Task description — When a line of the records contains "forehead", copy it.

◇ ◇ ◇

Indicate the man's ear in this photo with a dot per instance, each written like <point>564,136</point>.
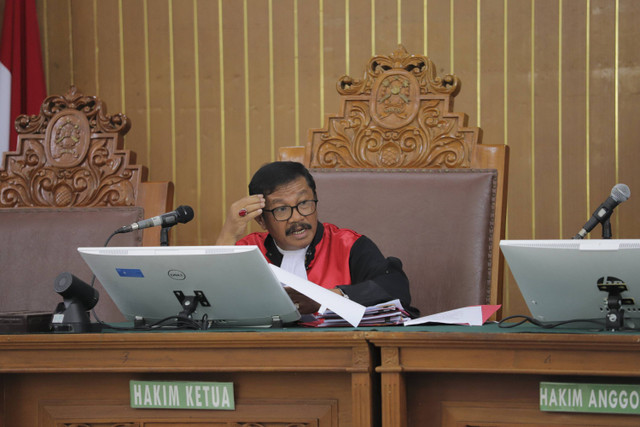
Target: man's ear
<point>260,221</point>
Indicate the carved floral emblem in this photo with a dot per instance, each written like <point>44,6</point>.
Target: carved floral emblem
<point>70,155</point>
<point>68,139</point>
<point>394,100</point>
<point>398,116</point>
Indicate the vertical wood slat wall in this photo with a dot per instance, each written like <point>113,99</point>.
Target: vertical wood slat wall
<point>214,87</point>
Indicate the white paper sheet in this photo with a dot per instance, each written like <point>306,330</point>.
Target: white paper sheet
<point>466,315</point>
<point>349,310</point>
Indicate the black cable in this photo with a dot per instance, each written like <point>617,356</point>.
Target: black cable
<point>545,325</point>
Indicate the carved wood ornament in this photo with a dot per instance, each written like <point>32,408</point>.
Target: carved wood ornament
<point>70,155</point>
<point>398,116</point>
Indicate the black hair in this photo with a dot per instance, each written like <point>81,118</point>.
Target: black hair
<point>272,175</point>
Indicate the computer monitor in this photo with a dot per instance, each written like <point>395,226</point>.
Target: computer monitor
<point>564,280</point>
<point>233,285</point>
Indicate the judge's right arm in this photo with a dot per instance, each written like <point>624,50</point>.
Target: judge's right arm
<point>239,215</point>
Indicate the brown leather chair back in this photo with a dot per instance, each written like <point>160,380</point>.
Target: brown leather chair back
<point>42,243</point>
<point>69,183</point>
<point>400,115</point>
<point>440,223</point>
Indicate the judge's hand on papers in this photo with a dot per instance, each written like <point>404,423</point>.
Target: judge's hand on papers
<point>305,304</point>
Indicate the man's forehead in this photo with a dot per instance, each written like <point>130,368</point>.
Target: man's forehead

◇ ◇ ◇

Task response —
Indicate the man's forehead in this photo with a dot per instance, each written like <point>130,368</point>.
Target: man's forehead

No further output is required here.